▸ **DATASET RECORDS**:
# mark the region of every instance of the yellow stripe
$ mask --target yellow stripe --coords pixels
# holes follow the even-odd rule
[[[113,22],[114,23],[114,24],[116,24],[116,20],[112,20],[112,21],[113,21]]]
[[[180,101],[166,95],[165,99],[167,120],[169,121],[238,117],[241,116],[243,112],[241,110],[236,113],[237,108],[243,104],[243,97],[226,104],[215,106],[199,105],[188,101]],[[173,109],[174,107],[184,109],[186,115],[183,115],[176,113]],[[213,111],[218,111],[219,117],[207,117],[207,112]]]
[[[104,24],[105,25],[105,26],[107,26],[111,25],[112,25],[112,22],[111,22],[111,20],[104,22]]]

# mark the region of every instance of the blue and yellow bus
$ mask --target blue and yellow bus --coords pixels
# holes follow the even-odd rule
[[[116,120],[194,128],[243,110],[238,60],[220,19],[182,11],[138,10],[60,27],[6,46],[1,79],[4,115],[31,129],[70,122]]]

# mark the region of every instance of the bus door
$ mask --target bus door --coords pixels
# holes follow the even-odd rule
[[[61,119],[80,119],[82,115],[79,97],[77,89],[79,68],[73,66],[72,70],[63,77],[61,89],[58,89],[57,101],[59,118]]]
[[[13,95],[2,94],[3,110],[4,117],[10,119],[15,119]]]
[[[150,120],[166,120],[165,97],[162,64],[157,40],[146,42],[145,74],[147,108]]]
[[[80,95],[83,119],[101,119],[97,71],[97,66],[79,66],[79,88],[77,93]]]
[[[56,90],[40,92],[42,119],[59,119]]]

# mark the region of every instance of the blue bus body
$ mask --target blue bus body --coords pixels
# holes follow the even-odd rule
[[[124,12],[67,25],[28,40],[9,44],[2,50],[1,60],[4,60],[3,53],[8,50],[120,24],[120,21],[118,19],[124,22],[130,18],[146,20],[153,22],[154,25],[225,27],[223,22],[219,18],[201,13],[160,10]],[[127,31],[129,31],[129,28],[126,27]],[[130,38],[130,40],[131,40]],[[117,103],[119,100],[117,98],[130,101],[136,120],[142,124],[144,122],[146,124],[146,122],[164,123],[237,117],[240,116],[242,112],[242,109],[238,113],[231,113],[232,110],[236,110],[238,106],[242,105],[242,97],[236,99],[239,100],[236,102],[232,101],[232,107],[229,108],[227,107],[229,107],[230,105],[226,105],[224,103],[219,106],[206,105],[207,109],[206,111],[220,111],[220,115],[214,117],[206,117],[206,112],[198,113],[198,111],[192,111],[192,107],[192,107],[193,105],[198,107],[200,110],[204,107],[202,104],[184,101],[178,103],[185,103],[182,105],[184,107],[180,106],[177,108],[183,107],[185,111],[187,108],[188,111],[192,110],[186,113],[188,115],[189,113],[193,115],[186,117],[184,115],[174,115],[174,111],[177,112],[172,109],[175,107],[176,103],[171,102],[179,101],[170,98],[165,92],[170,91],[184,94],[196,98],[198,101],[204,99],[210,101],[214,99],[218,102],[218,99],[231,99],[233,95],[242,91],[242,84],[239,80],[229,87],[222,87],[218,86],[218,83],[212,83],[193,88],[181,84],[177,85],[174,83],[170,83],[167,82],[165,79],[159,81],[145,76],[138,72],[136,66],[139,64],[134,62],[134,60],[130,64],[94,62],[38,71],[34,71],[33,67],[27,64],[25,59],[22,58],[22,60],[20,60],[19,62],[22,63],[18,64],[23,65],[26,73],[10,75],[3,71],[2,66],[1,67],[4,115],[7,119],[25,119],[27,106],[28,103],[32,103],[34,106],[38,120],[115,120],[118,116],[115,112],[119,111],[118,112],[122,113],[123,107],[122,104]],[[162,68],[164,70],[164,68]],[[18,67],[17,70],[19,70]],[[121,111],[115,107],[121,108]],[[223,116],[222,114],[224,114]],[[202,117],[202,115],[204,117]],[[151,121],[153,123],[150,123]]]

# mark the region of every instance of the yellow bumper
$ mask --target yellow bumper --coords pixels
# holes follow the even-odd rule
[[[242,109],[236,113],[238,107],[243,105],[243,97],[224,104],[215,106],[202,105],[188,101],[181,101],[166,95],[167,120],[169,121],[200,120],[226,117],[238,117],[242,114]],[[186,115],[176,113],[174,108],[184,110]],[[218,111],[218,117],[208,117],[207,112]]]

▸ **TO DO**:
Each line above is to be repeated exactly.

▸ **EXERCISE OUTPUT**:
# mark the region of every instance of the yellow stripe
$ mask --target yellow stripe --coords pixels
# holes follow the even-odd rule
[[[113,22],[114,23],[114,24],[116,24],[116,20],[112,20],[112,21],[113,21]]]
[[[180,101],[166,95],[165,99],[167,120],[169,121],[238,117],[241,116],[243,112],[241,110],[236,113],[237,108],[243,104],[243,97],[226,104],[215,106],[199,105],[188,101]],[[173,109],[174,107],[184,109],[186,115],[183,115],[176,113]],[[213,111],[218,111],[219,117],[207,117],[207,112]]]
[[[104,24],[105,25],[105,26],[107,26],[111,25],[112,25],[112,22],[111,22],[111,20],[104,22]]]

# mark the region of every instance of the blue and yellow bus
$ mask --target blue and yellow bus --coords pixels
# holes follow the even-odd rule
[[[116,120],[194,128],[243,110],[238,60],[220,19],[182,11],[138,10],[60,27],[6,46],[1,79],[4,115],[31,129],[70,122]]]

# mark the region of every instance of the bus door
$ mask --target bus door --coords pixels
# holes follow the even-odd rule
[[[61,119],[80,119],[82,115],[79,97],[77,89],[79,68],[73,66],[72,70],[63,77],[61,89],[58,89],[57,101],[59,118]]]
[[[13,95],[2,94],[3,110],[4,117],[10,119],[15,119]]]
[[[150,120],[166,120],[165,97],[162,64],[157,40],[146,42],[145,74],[147,108]]]
[[[80,95],[83,119],[101,119],[97,71],[97,66],[79,66],[79,88],[77,93]]]
[[[56,90],[40,92],[42,119],[59,119]]]

# mark the region of every instance of the blue bus body
$ mask --target blue bus body --coords pixels
# holes follow the even-odd rule
[[[124,12],[67,25],[28,40],[9,44],[2,50],[1,60],[4,60],[3,53],[8,50],[120,24],[120,21],[118,19],[124,22],[130,18],[146,20],[153,22],[154,25],[225,27],[223,22],[219,18],[201,13],[160,10]],[[127,31],[129,31],[129,28],[126,27]],[[130,38],[130,40],[131,40]],[[117,103],[119,100],[117,98],[130,101],[136,120],[142,124],[144,122],[146,124],[146,122],[164,123],[237,117],[240,116],[242,112],[242,109],[238,113],[231,113],[232,110],[236,110],[238,106],[242,105],[242,97],[236,99],[239,100],[236,102],[232,101],[232,107],[229,108],[227,107],[229,107],[230,105],[226,105],[224,103],[219,106],[206,105],[207,109],[206,111],[220,111],[220,115],[214,117],[206,117],[206,112],[198,113],[198,111],[192,111],[192,107],[192,107],[193,105],[198,107],[200,110],[204,107],[202,104],[184,101],[178,103],[185,103],[182,105],[184,107],[180,106],[177,108],[183,107],[185,111],[187,108],[188,111],[192,110],[186,113],[188,115],[189,113],[193,115],[186,117],[184,115],[174,115],[174,111],[177,112],[172,109],[175,107],[176,103],[171,102],[179,101],[170,98],[165,92],[170,91],[184,94],[196,98],[198,101],[204,99],[210,101],[214,99],[218,102],[218,99],[231,99],[233,95],[242,91],[242,84],[239,80],[229,87],[222,87],[218,86],[218,83],[212,83],[193,88],[181,84],[177,85],[174,83],[170,83],[167,82],[165,79],[159,81],[145,76],[138,72],[136,66],[139,64],[134,62],[134,60],[130,64],[94,62],[38,71],[34,71],[33,67],[27,64],[25,59],[22,58],[22,60],[20,60],[19,62],[22,63],[18,64],[23,65],[26,73],[10,75],[3,71],[2,66],[1,67],[4,115],[7,119],[25,119],[27,106],[28,103],[32,103],[34,106],[38,120],[115,120],[118,116],[115,112],[119,111],[118,112],[122,113],[123,107],[122,104]],[[162,68],[164,70],[164,68]],[[18,67],[17,70],[19,70]],[[121,111],[115,107],[121,108]],[[223,116],[222,114],[224,114]],[[202,117],[202,115],[204,117]],[[151,121],[153,123],[150,123]]]

# mark the region of every instance of the yellow bumper
$ mask --target yellow bumper --coords pixels
# holes follow the even-odd rule
[[[242,109],[236,113],[238,107],[243,105],[243,97],[224,104],[215,106],[202,105],[188,101],[181,101],[166,95],[167,120],[169,121],[200,120],[226,117],[238,117],[242,114]],[[186,115],[176,113],[174,108],[184,110]],[[218,111],[218,117],[208,117],[207,112]]]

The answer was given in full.